◆ **EXERCISE TEXT**:
[Ads-l] Antedating "virus" of the computer type
Stanton McCandlish
smccandlish at GMAIL.COM
Wed Oct 30 03:50:32 UTC 2019
"Computer virus" as a eponym? Nice find!
PS: If anyone's planning to read these, Gerrold re-released *When HARLIE
Was One* in a "2.0" edition, updated to better reflect where AI research
was heading. The overall plot is the same, but the writing is a bit tighter
as well as the science better (though that will have aged a bit by now,
anyway; 2.0 came out in 1988).
--
Stanton McCandlish
McCandlish Consulting
5400 Foothill Blvd Suite B
Oakland CA 94601-5516
+1 415 234 3992
https://www.linkedin.com/in/SMcCandlish
On Tue, Oct 29, 2019 at 5:06 PM Bill Mullins <amcombill at hotmail.com> wrote:
> OED has 1972, for the David Gerrold novel mentioned below.
>
> Gregory Benford published a story in 1970 that had a computer virus in it,
> but it was never called that. The program's name, however, was "VIRUS".
>
> Seems like this should at least be a bracketed citation.
>
> Gregory Benford, "The Scarred Man" _Venture_ 5/1970 p 128-129
>
> "The flunkies would go in, fiddle with the machine the way Sapiro had told
> them, and then Sapiro would pop in, dump the program -- he called it
> VIRUS -- and take off."
>
> [...]
>
> > "The term ... "virus" first appeared in a computer context in David
> Gerrold's "When
> > Harley Was One" (Ballantine, 1972)."

◆ **PROBLEM SET**:
a – Duplicate the post about the term "virus" from "PS: If anyone's" to "out in 1988).".
b – According to the post about the term "virus", in what year did the "2.0" edition of *When HARLIE Was One* come out?
You won't need the records that follow the post.

◆ **INFORMATION GIVEN**:
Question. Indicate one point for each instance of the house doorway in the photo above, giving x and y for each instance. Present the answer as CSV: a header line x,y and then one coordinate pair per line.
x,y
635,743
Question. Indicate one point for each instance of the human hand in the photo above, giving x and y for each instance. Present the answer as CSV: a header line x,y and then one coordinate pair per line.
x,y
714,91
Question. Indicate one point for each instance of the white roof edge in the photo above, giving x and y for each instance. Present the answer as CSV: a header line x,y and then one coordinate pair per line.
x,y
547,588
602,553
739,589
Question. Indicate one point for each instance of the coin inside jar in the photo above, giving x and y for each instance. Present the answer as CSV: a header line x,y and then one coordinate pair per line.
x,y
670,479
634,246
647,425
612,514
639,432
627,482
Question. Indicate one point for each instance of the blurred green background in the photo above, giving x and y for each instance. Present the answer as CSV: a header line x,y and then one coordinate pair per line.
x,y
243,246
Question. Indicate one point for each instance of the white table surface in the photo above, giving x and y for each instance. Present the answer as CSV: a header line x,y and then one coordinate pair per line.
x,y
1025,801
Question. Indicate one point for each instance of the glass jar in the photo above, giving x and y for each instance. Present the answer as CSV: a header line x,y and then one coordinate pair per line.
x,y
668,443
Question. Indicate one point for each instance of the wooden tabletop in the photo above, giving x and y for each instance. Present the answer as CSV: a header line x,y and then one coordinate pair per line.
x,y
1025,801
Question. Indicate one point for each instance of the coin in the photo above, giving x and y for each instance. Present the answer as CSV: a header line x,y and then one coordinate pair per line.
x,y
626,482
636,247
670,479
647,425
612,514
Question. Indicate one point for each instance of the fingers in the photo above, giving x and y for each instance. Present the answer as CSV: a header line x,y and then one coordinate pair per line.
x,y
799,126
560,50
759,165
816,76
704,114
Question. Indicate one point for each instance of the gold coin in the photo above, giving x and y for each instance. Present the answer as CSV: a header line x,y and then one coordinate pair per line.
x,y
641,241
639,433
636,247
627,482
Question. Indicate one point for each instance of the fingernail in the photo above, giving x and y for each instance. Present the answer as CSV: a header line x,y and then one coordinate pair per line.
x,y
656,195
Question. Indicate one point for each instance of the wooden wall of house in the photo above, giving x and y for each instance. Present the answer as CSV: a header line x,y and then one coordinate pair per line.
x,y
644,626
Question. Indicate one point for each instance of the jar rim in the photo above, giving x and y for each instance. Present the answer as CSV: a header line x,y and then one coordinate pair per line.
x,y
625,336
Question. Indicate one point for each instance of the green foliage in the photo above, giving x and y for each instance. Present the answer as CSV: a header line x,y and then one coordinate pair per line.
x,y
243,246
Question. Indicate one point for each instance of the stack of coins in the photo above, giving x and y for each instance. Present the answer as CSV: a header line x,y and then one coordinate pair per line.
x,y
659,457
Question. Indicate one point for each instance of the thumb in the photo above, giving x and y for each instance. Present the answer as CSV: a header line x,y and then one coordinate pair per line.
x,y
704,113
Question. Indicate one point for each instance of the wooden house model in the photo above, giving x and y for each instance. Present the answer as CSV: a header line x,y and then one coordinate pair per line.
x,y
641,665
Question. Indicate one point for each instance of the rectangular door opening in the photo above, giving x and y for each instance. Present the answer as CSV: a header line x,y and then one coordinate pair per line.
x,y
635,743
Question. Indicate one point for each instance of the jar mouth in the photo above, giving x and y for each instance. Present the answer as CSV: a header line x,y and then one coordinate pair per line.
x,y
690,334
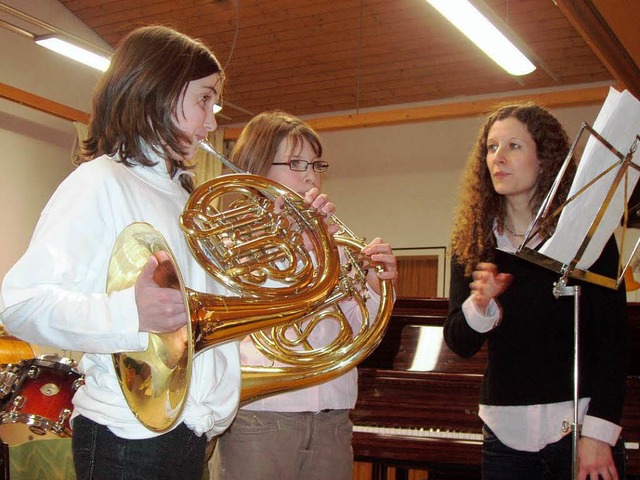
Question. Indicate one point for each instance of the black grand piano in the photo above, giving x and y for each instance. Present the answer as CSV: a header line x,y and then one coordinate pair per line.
x,y
418,401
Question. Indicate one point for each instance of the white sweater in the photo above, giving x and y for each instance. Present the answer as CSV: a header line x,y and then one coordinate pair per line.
x,y
55,294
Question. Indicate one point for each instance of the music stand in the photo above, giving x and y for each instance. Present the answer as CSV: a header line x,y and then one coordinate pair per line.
x,y
571,266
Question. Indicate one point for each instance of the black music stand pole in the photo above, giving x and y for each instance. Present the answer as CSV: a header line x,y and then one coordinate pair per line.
x,y
560,289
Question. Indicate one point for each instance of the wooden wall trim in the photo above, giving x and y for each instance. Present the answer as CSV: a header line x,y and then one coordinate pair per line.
x,y
42,104
566,98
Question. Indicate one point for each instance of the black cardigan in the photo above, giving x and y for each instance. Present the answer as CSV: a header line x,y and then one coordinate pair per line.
x,y
531,351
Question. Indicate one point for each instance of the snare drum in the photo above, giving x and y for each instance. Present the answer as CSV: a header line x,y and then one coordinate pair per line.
x,y
40,406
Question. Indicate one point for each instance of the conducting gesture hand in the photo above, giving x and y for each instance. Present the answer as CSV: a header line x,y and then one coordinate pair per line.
x,y
487,284
595,460
160,304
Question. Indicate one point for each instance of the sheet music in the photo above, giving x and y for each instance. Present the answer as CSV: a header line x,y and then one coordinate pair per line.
x,y
618,122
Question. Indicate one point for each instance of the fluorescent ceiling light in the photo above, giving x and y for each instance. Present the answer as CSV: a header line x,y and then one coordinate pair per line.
x,y
72,51
485,35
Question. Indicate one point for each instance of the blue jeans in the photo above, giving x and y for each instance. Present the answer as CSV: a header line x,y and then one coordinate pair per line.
x,y
99,454
553,462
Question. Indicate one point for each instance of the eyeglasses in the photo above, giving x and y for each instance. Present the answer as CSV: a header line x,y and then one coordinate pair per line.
x,y
319,166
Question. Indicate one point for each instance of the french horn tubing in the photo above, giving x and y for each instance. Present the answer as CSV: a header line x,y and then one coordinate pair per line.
x,y
257,253
235,233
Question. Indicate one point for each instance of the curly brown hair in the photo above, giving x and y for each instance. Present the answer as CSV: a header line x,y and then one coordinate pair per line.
x,y
472,239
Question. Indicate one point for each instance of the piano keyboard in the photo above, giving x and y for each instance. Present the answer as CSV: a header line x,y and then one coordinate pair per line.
x,y
418,432
437,433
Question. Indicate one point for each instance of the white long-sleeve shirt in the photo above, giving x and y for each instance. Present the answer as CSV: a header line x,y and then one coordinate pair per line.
x,y
55,294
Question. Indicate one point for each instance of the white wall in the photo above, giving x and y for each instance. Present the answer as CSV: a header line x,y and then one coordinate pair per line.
x,y
35,148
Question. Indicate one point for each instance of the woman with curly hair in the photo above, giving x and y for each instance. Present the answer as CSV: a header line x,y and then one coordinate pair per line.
x,y
526,396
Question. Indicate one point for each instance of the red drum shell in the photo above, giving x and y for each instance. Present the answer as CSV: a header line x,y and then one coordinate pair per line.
x,y
40,406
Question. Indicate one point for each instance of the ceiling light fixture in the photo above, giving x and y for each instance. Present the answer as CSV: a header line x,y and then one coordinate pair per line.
x,y
484,34
74,52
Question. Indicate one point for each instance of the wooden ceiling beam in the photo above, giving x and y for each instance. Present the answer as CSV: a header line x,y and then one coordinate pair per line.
x,y
43,104
566,98
596,31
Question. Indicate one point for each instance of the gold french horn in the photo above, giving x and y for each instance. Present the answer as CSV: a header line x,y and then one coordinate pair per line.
x,y
259,255
301,363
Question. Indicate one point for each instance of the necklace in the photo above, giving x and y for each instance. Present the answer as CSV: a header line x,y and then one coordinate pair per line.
x,y
512,232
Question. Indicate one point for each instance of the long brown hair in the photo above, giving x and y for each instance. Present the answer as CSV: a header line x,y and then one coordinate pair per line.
x,y
258,142
472,239
136,100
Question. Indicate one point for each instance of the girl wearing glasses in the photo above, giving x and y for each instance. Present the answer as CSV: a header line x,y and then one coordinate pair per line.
x,y
305,433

◆ **SOLUTIONS TO THE EXERCISE**:
a –
PS: If anyone's planning to read these, Gerrold re-released *When HARLIE
Was One* in a "2.0" edition, updated to better reflect where AI research
was heading. The overall plot is the same, but the writing is a bit tighter
as well as the science better (though that will have aged a bit by now,
anyway; 2.0 came out in 1988).

b – 1988